## Work instruction
Please transcribe the entries exactly and omit the images they contain.

## Data for processing
----

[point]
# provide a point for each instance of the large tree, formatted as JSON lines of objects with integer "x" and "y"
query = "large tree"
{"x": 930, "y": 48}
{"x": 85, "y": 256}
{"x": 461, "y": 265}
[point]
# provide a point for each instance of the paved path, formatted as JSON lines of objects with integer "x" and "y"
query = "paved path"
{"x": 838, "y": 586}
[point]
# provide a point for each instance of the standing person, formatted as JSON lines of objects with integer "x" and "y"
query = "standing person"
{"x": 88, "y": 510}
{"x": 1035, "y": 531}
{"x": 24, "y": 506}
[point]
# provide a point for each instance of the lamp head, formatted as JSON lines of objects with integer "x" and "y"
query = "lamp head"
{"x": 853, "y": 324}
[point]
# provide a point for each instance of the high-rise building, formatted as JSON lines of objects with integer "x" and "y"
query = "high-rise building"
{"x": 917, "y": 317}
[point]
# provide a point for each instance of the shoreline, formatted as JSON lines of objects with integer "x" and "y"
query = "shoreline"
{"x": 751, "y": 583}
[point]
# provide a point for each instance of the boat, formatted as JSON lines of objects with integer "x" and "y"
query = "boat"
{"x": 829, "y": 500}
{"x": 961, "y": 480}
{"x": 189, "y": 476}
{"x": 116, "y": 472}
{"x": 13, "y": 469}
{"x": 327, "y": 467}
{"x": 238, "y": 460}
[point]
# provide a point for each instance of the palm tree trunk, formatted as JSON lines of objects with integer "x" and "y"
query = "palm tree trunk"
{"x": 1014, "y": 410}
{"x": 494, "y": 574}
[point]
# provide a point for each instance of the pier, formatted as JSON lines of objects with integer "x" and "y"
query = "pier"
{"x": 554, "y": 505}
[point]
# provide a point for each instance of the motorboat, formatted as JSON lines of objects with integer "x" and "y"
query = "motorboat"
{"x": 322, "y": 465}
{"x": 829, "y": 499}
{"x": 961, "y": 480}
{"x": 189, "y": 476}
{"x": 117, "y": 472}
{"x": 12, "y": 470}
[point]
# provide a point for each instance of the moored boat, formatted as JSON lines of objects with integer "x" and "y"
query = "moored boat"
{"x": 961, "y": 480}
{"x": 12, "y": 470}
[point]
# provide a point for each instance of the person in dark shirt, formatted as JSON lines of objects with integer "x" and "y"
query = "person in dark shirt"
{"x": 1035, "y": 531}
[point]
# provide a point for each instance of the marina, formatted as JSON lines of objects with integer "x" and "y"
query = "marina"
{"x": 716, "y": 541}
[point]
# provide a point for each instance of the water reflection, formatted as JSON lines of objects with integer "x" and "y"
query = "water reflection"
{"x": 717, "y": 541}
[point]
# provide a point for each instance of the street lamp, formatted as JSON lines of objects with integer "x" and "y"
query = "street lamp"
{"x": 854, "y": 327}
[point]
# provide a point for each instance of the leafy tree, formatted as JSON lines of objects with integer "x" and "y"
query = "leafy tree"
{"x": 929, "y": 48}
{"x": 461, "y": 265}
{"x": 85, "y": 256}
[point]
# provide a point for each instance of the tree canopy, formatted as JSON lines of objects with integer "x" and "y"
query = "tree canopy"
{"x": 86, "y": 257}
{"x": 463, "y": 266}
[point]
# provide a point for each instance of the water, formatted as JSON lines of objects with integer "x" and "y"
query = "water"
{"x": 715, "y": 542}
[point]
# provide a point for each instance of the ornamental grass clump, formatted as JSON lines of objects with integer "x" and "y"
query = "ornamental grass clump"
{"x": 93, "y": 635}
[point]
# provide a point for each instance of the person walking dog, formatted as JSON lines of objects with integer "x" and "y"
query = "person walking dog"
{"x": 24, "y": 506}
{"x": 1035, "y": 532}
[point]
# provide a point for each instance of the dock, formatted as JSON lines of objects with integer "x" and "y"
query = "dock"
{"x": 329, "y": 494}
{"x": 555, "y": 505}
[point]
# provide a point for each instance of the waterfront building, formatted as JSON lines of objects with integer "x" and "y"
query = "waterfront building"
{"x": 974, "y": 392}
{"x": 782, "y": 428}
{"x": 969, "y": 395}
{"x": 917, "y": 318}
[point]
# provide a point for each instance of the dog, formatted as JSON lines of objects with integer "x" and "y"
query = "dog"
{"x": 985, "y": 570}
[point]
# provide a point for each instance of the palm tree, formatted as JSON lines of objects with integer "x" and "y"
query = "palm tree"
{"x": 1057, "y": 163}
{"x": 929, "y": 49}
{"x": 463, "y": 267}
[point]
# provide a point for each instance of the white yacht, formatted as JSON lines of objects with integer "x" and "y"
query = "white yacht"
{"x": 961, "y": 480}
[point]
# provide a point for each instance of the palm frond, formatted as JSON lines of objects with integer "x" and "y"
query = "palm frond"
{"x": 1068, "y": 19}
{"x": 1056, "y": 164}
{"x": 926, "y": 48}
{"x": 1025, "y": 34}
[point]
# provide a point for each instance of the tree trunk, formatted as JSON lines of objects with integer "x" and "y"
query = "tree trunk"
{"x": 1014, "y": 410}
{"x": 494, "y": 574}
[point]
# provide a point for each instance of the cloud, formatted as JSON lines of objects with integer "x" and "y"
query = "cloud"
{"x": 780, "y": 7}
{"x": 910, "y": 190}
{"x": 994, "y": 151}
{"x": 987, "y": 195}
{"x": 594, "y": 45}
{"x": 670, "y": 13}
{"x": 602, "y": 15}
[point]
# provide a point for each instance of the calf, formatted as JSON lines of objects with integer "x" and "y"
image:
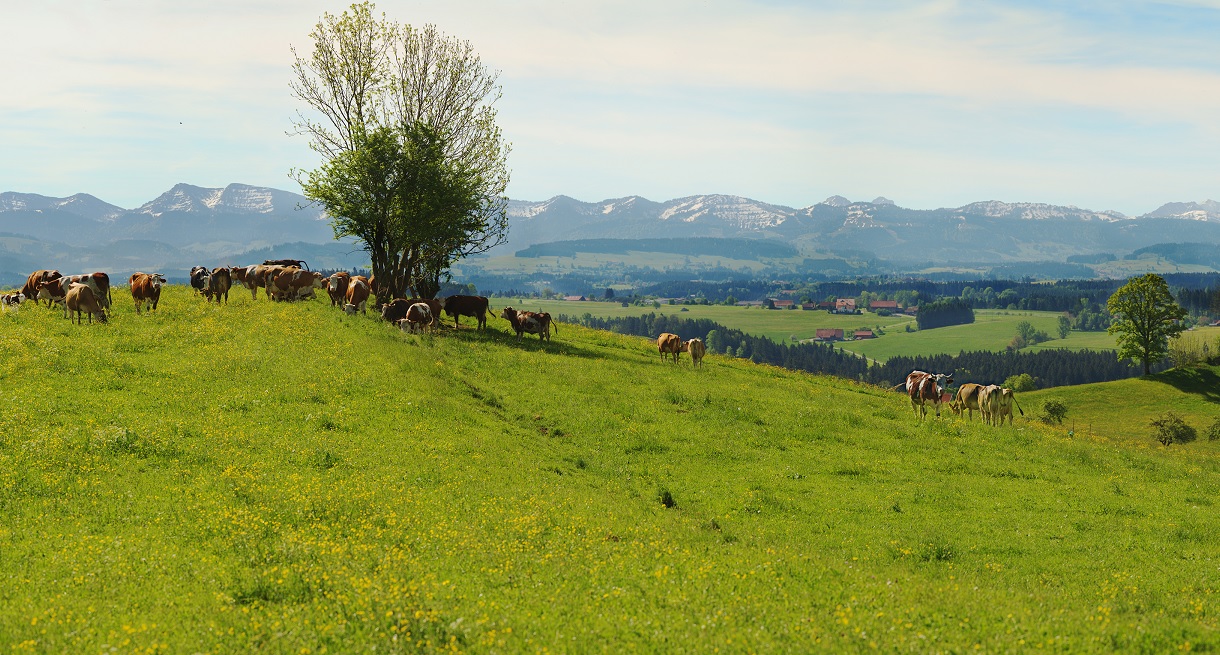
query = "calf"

----

## Task solution
[point]
# provide a point for each instance of the large tree, formatted as JSON lines of objects with integer "x" and "y"
query = "large tree"
{"x": 930, "y": 48}
{"x": 85, "y": 256}
{"x": 461, "y": 265}
[point]
# provide a point for each instance of the paved path, formatted as JSON lines of objects with integer "x" and "y"
query = "paved path"
{"x": 838, "y": 586}
[point]
# provide a point for each instance of the standing person, formatted as JSON lines of objects with integer "x" and "y"
query = "standing person"
{"x": 88, "y": 510}
{"x": 1035, "y": 531}
{"x": 24, "y": 506}
[point]
# provide a point for each instance of the lamp head, formatted as JSON lines of objects with integer "x" and "y"
query = "lamp head"
{"x": 853, "y": 324}
[point]
# provide a point for each instance of the high-rise building, formatted as JSON lines of objects with integer "x" and "y"
query = "high-rise building"
{"x": 917, "y": 317}
[point]
# provide a point for each instance of the shoreline, formatted as JSON lines of objects with integer "x" and "y"
query = "shoreline"
{"x": 751, "y": 583}
[point]
# provide a point for each instance of the boat, formatted as JSON lines of objects with integer "x" and "y"
query = "boat"
{"x": 829, "y": 500}
{"x": 961, "y": 480}
{"x": 189, "y": 476}
{"x": 116, "y": 472}
{"x": 13, "y": 469}
{"x": 327, "y": 467}
{"x": 238, "y": 460}
[point]
# provide a point for each instance of the palm tree trunk, formatted as JSON lines of objects with integer "x" and "y"
query = "palm tree trunk"
{"x": 1014, "y": 410}
{"x": 494, "y": 574}
[point]
# provide a point for each instance of the pier, formatted as JSON lines of objects with integer "x" and "y"
query = "pier"
{"x": 554, "y": 505}
[point]
# provide a point for each instance of the motorboat, formatted as JSON lines of objects with integer "x" and "y"
query = "motorboat"
{"x": 322, "y": 465}
{"x": 829, "y": 499}
{"x": 961, "y": 480}
{"x": 189, "y": 476}
{"x": 117, "y": 472}
{"x": 12, "y": 470}
[point]
# provide a point for each instance of the moored boat, formatted as JSON lines of objects with integer "x" and "y"
query = "moored boat"
{"x": 961, "y": 480}
{"x": 12, "y": 470}
[point]
# provide a point for each instance of the person in dark shirt, formatted as JSON lines of objects with integer "x" and "y"
query = "person in dark shirt"
{"x": 1035, "y": 531}
[point]
# provide a point for each instance of the marina, formatted as JSON lines of objects with integer "x" and "y"
query = "marina"
{"x": 716, "y": 541}
[point]
# provide a point for each instance of the water reflection, formatted as JSON lines of objects with integer "x" and "y"
query = "water reflection"
{"x": 717, "y": 541}
[point]
# provide a point for each instance of the street lamp, formatted as JSON lines of objects with integer "x" and "y"
query = "street lamp"
{"x": 854, "y": 327}
[point]
# provide a point for each instance of the leafy tree, formatted as JSON lines of objects with integer "x" and "y"
query = "leafy tree"
{"x": 929, "y": 48}
{"x": 461, "y": 265}
{"x": 85, "y": 256}
[point]
# provide a point for each instance of the tree canopy, formatted as JSON lines of objects with integer "x" and "y"
query = "tree canopy"
{"x": 86, "y": 257}
{"x": 463, "y": 266}
[point]
# provide a point for each instance of the water, formatted as JSON lines of objects with integer "x" and "y"
query = "water"
{"x": 715, "y": 542}
[point]
# provide a point for each instance of the ornamental grass clump, formatted as JSON lines of objects with integer "x" and "y"
query = "ornamental grass clump"
{"x": 93, "y": 635}
[point]
# provide a point for each instance of the person walking dog, formatted as JSON lines of objects with integer "x" and "y"
query = "person walking dog"
{"x": 24, "y": 506}
{"x": 1035, "y": 532}
[point]
# provide a point for each instance of the dock, formatted as JSON lines of objects with integer "x" and "y"
query = "dock"
{"x": 329, "y": 494}
{"x": 555, "y": 505}
[point]
# provide a point for each instance of the waterfront building, formatted as JSON lines of objects with integer "x" and "y"
query = "waterfront building"
{"x": 974, "y": 392}
{"x": 782, "y": 428}
{"x": 969, "y": 395}
{"x": 917, "y": 318}
[point]
# provide a point for each instance of the dog, formatted as JSON lines of objects with integer "x" and "y"
query = "dog"
{"x": 985, "y": 570}
[point]
# provide a point for each instance of the palm tree, formatted as JSON lines of objects with integer "x" and "y"
query = "palm tree"
{"x": 1057, "y": 163}
{"x": 929, "y": 49}
{"x": 463, "y": 267}
[point]
# provide a point for each instance of the white yacht, formatted as JSON lines of objects with integer "x" and "y"
query = "white yacht"
{"x": 961, "y": 480}
[point]
# provide a point for each instance of the palm frond, formatted as JSON lines of objects with integer "x" and "y"
query = "palm frond"
{"x": 1068, "y": 19}
{"x": 1056, "y": 164}
{"x": 926, "y": 48}
{"x": 1025, "y": 34}
[point]
# provide a point for each instance of the tree trunk, formatted as JSON lines of objects with integer "x" and "y"
query = "tree trunk"
{"x": 1014, "y": 410}
{"x": 494, "y": 574}
[point]
# provide a point for each instance of the cloud, formatted as JSON lines of objects with integer "x" and "y"
query = "cloud"
{"x": 780, "y": 7}
{"x": 910, "y": 190}
{"x": 994, "y": 151}
{"x": 987, "y": 195}
{"x": 594, "y": 45}
{"x": 670, "y": 13}
{"x": 602, "y": 15}
[point]
# provide a point for each instance of the calf, formatted as JSON lines of objects with integer "x" and "y"
image:
query = "calf"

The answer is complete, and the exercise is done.